***** Passage given
These character/s use actions, emotions, ways of thinking and problem solving in how they move about in the world and interact with their environment.  The character/s see their world in tiny small bits and pieces and you should describe how they see their worlds. 

The ballerina slowly raised her long slender hands like a swan's fluttering wings.  She twirled aware of her tutu's almost silent ruffle against the wind.  She pulled her eyes open wider and her brown eyes caught her partner's eyes before he lifted her skyward ... holding ... holding her aloft.  Good description can only come from movement described in slow motion or in small details viewed in slow motion by the reader.

She jumped into her ballet partner's arms.  

or

She pulled her eyes open wider and her brown eyes caught her partner's eyes before she threw her full one-hundred and five pound weight into his waiting, strong tan arms. 

or

Her paintbrush strand bang of black hair flew upward as she leapt into her ballet partner's arms.

or

She felt her calves compressing and releasing their energy as she leapt into her ballet partner's arms.


* GOOD ICING GIVE THE CHARACTERS SOMETHING TO DO, TO COMPLETE

Keeping with seeing and therefore writing inside-out written descriptions, give your characters a project they are doing.  Digging up a new garden.  Driving to the mall.  Remember describe the action in almost microscopic detail.  Get down to the mechanical level of detail. 


* A GOOD ICING METPHOR IS ONE PART OF ONE OBJECT BLENDED/TIED/YOKED/MELTED ON TO ANOTHER PART OF A SECOND OBJECT.

The character/s from inside-out sees unique metaphors or objects important to them alone.
His arms were the tree house limbs of my youth, the ballerina thought after her successful leap into her partner's arms.


* GOOD ICING GIVE YOUR CHARACTERS THEIR OWN TONE, STYLE AND SLANT.
From inside-out a New York, Wall Streeter is going to talk differently, use different words, pauses, tone, style than a oil rigger from New Orleans.  Even if they used the same words, the words would come out in different style, tone and speed!


* GOOD ICING AUTHENTIC SELF VS SOCIAL SELF
From inside-out your character would act and talk different at home by themselves; and inside their own minds than they would act and talk outside the home and socially.  The Authentic Self is the person at home or inside their self where no one can see or hear or understand.  The Social Self is the person for public consumption.

In Astrology, the Ascendant and Sun is the Social Self.  The Authentic Self is the blend of the entire astrology charts planets and signs and houses interacting with one another!
**********
***** Material supplied
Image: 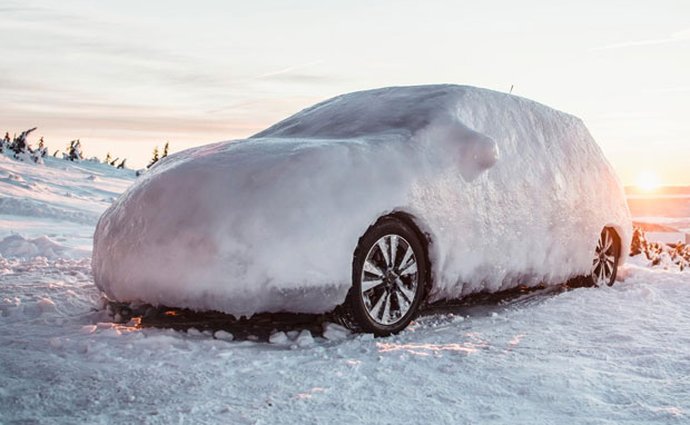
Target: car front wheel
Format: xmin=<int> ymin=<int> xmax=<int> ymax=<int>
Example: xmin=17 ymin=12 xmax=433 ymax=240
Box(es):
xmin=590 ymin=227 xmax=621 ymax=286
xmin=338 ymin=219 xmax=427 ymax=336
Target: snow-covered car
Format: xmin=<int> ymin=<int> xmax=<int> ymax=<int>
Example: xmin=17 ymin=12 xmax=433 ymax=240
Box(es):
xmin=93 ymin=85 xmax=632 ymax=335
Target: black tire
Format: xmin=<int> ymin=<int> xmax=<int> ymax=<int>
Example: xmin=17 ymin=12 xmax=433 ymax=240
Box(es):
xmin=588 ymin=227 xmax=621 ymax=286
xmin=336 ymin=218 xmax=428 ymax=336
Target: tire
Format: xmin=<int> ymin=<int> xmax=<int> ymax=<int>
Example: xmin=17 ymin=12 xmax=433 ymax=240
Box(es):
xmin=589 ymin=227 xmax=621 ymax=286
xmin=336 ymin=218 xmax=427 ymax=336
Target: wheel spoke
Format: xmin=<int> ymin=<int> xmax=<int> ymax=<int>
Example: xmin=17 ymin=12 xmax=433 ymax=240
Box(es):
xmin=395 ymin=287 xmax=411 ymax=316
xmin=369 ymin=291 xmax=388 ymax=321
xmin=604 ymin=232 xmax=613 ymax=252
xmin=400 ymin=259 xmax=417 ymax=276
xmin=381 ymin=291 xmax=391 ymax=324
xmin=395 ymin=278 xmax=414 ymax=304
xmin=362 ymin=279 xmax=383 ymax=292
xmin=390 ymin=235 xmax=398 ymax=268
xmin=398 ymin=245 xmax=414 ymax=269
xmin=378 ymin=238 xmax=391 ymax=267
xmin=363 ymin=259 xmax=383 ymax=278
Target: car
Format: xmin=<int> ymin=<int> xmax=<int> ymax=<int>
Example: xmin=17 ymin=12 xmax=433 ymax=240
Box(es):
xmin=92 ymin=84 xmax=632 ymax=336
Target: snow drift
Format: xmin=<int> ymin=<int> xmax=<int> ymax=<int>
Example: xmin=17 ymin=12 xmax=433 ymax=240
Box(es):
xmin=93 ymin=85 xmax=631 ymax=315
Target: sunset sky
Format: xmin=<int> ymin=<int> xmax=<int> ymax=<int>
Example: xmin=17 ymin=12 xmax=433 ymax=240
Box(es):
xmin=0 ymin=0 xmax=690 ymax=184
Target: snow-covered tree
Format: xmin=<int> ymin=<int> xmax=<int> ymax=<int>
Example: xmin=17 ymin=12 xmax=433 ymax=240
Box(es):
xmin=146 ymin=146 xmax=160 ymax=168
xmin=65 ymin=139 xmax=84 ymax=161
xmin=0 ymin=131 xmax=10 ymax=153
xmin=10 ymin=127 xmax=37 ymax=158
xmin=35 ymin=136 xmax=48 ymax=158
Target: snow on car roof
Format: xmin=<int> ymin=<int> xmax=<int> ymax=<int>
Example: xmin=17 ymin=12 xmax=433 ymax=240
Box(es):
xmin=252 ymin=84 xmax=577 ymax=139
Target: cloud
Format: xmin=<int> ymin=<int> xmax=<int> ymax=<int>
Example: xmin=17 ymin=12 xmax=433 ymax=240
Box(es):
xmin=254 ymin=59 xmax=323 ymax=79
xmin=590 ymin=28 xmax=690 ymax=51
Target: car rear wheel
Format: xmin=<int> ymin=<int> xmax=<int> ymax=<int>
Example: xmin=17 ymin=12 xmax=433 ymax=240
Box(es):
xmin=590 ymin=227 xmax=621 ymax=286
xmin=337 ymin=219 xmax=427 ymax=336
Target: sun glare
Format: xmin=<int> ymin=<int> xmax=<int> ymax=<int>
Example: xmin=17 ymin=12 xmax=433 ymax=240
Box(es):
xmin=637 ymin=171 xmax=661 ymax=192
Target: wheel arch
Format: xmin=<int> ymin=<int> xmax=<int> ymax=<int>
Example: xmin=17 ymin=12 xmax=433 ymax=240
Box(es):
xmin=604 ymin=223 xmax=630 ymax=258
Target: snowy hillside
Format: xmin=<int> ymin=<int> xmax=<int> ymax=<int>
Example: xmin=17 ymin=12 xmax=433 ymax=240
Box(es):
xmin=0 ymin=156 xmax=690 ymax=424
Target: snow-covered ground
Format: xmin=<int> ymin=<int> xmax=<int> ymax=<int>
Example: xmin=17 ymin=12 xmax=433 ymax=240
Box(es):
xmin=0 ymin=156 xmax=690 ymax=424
**********
▶ Written exercise
Can you continue the writing advice on describing characters from the inside out, picking up after its final sentence?

▶ Answer below
*  PREVENT CHARACTERS FROM GOING BACKWARDS IN LIFE

Fourth rule is irreversible change.  Put your character in an uncomfortable situation or an odd one that automatically causes for them to stretch themselves and change.  The new challenges will make it easier for you to plot the story and make the story more fascinating in how the character will deal with it.


*   SHOW THE ACTION, FEELINGS, OPINIONS, THOUGHTS IN YOUR WRITING.

Show, don't tell.  Hmmmm....

Show the character's icing and cake qualities in action, interacting with the situation they are in the environment and the people they encounter.


*   EVERY MAIN CHARACTER SHOULD CHANGE

Imagine your charcter's progress from the beginning to the middle to the story's end.  Did they learn anything?  Did they come to terms with their moral code?  Is their understanding of the world any different at the end than at the beginning?  If not, why did you write the story?

At the story or novel's end, your main character has to solve her own problems and usually this means solving it with a cake characteristic.  If your character's going to go sky diving to win his bride, you should let us know early on -- even though he is afraid of heights, his entire family routinely sky dives.  So he's been hearing how it is relatively safe overall all his life.  He's been hearing about the equipment?  The plane altitude.  Landing on his feet.   Don't make your character suddenly develop some new characteristic at the end of the novel or story to solve his problem. 


*  EVERY CHARACTER  HAS CONFLICT, OPPOSITION FORCES

What's conflict or opposition forces?  Mary has a little balloon and a giraffe came and took it away.  Now Mary has a conflict.  Does she forget about the balloon?  Not much of a story if she does.   Does she cry about the balloon and asks someone else to get it?  Again, not much of a story if someone other than Mary solves the problem.  Or does Mary go after the giraffe and recover her balloon?  Yes!  That's a story.  It's Interesting!  It has conflict!  This would be Mary vs the Giraffe.

Suppose Mary is turning 18 and realizes everyone considers her an adult.  What does this mean to Mary?  Is Mary comfortable being accepted as an adult?  Does Mary want to do different things like get her own apartment now that she's an adult?  This would be, Mary vs Society considering her as an Adult.

A character can be against herself.  Perhaps she doesn't like her hairstyle and wants a new one?  Perhaps her conflict is against a machine, time, a place, a situation, a group, history. Every story has to have conflict or there really no reason to read it.  The character, Mary, gains or looses something in the process, but the struggle and problem solving was worth it to Mary so, it will be worthwhile to the reader.


*  WHEN DID YOUR CHARACTER FIRST RECOGNIZE THE PROBLEM IN YOUR STORY
Situation: is what immediately sets the novel/story/play/poem into motion.  When main character first recognizes the trouble.


*  YOUR CHARACTER MOVES THROUGH A SCENE-SEQUEL APPROACH

I. In a Scene your character goes for goal.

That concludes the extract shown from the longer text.